Problem details:
Lines with the word "lesson" in them must be copied from the records below.

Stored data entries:
^^^^^^^^
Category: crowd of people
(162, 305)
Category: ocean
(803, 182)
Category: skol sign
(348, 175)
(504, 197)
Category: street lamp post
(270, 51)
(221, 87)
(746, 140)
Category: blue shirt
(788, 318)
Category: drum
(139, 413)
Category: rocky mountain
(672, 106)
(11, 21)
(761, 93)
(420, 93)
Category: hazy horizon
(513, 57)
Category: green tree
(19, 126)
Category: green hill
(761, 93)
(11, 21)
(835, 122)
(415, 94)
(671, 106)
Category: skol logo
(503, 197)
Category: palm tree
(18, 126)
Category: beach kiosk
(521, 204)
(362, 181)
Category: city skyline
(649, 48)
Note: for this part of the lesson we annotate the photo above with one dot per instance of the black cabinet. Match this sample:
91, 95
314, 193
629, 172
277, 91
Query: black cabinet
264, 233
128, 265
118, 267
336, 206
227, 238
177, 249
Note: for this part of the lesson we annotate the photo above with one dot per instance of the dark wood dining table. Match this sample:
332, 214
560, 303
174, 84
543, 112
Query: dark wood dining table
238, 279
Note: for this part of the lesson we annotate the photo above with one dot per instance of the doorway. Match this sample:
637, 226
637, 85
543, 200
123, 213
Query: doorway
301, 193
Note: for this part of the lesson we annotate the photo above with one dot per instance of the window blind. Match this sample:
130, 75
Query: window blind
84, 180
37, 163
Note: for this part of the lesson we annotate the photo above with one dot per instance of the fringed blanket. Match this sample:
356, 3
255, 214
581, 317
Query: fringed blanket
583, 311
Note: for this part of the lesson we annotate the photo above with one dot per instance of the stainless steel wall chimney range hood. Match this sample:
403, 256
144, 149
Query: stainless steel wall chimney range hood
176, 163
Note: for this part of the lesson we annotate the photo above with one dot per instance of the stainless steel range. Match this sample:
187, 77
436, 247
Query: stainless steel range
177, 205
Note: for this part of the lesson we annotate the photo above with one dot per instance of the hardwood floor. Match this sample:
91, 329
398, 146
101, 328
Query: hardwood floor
^^^^^^^^
Written response:
Note: for this part of the lesson we annotate the photo above with one dot per instance of the black cabinet. Match this sample:
Note: for this part of the lesson we annotate the photo above with one dot per instance of the dark wood dining table. Match this sample:
Note: for this part of the lesson we annotate the photo above with one dot per instance of the doorway. Match this sample:
Note: for this part of the lesson we annotate the photo above with one dot per instance of the window blind. Match this sample:
Note: for this part of the lesson we annotate the photo above with one dot per instance of the fringed blanket. Match this sample:
Note: for this part of the lesson we annotate the photo above with one dot per instance of the stainless steel wall chimney range hood. Match this sample:
Note: for this part of the lesson we annotate the photo above with one dot per instance of the stainless steel range. Match this sample:
Note: for this part of the lesson we annotate the photo above with one dot per instance of the hardwood floor. Match this sample:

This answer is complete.